» Aim of the task: Reproduce each of the items below verbatim, without altering any wording or punctuation.

» Given information:

[BEGIN]

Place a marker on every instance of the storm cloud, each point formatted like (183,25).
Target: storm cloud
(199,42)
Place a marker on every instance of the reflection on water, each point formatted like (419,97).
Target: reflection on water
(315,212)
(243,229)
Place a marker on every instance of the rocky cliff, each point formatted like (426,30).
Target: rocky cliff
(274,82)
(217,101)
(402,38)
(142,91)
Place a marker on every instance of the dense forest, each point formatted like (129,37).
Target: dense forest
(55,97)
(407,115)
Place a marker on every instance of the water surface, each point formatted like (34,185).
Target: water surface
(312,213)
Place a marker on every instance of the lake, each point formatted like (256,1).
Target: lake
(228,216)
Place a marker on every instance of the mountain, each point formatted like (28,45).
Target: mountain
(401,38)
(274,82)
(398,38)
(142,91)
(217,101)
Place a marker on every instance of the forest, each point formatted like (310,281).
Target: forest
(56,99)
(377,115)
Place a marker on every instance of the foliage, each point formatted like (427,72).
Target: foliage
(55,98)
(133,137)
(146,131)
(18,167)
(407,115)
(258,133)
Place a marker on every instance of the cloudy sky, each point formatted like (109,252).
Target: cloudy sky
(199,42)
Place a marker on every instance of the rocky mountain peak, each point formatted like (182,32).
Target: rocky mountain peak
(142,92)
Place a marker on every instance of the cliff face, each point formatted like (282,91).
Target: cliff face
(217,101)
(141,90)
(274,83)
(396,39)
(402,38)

[END]

» Expected output:
Place a marker on every instance of the storm cloud, each point formatted like (183,25).
Target: storm cloud
(199,42)
Place a marker on every instance of the reflection on water, each point formatted like (419,97).
Target: reflection on water
(315,212)
(243,229)
Place a marker on every instance of the rocky cliff, each point formatted like (426,30).
Target: rocky cliff
(274,82)
(217,101)
(402,38)
(142,91)
Place a marker on every instance of the dense forest, each point formatted like (129,37).
Target: dense forest
(55,97)
(407,115)
Place a marker on every instance of the water surface, each point formatted like (34,185).
Target: water surface
(312,213)
Place a marker on every instance of the lake, each point formatted like (256,1).
Target: lake
(228,216)
Place a marker on every instance of the mountain, each point formatted like (28,45).
Target: mountain
(401,38)
(274,82)
(398,38)
(142,91)
(217,101)
Place a marker on every instance of the forest, each point formatted like (310,281).
Target: forest
(56,99)
(377,115)
Place a marker on every instance of the foliage, each point formatted like (427,72).
Target: foliage
(55,98)
(133,137)
(146,131)
(18,167)
(407,115)
(258,133)
Place a marker on every instance of the cloudy sky, each point formatted like (109,252).
Target: cloudy sky
(199,42)
Place a marker on every instance of the rocky mountain peak, each point formatted like (182,32).
Target: rocky mountain peak
(142,92)
Place a marker on every instance of the cliff face, each point formatted like (282,91).
Target: cliff face
(217,101)
(141,90)
(274,83)
(396,39)
(402,38)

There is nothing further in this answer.